EXERCISE DESCRIPTION - Reproduce the entries from their first line up to and including the line with "x=168 y=115". Leave out everything after it.

INFORMATION GIVEN -
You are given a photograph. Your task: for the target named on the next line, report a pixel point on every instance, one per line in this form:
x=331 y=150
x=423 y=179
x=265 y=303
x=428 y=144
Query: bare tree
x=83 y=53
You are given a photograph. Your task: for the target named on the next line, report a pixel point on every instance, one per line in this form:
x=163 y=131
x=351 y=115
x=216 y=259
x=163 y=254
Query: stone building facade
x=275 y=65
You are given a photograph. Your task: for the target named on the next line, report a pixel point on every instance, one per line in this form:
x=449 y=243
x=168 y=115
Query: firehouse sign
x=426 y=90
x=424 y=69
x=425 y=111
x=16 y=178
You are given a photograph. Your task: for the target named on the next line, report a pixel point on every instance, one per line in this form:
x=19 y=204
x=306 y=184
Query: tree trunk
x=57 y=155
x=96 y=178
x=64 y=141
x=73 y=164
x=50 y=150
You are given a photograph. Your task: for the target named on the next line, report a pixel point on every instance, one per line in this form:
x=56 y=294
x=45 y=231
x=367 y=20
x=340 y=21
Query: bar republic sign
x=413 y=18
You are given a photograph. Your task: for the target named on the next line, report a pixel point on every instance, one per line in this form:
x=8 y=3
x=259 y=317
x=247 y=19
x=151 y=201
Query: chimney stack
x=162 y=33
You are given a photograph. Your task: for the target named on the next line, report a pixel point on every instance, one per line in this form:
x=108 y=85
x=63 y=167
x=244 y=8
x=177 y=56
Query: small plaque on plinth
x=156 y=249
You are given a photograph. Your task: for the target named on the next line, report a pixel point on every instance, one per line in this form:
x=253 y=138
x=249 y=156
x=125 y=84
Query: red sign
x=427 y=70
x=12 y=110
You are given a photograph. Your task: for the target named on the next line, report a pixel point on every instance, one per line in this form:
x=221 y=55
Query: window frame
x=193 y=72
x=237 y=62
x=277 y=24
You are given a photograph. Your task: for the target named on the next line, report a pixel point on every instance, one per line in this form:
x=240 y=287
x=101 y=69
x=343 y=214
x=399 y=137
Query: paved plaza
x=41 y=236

ANSWER SPACE -
You are given a photograph. Your task: for the target named on the next line, report a pixel point on every instance, one per line in this form:
x=331 y=150
x=423 y=179
x=265 y=303
x=428 y=144
Query: bare tree
x=83 y=53
You are given a photograph. Your task: for the target named on the next line, report a pixel point on every instance, one per line in this form:
x=163 y=131
x=351 y=115
x=216 y=259
x=163 y=254
Query: stone building facade
x=275 y=65
You are given a photograph. Your task: for the target named on the next line, report a pixel point on every instance, one per line in this form:
x=449 y=243
x=168 y=115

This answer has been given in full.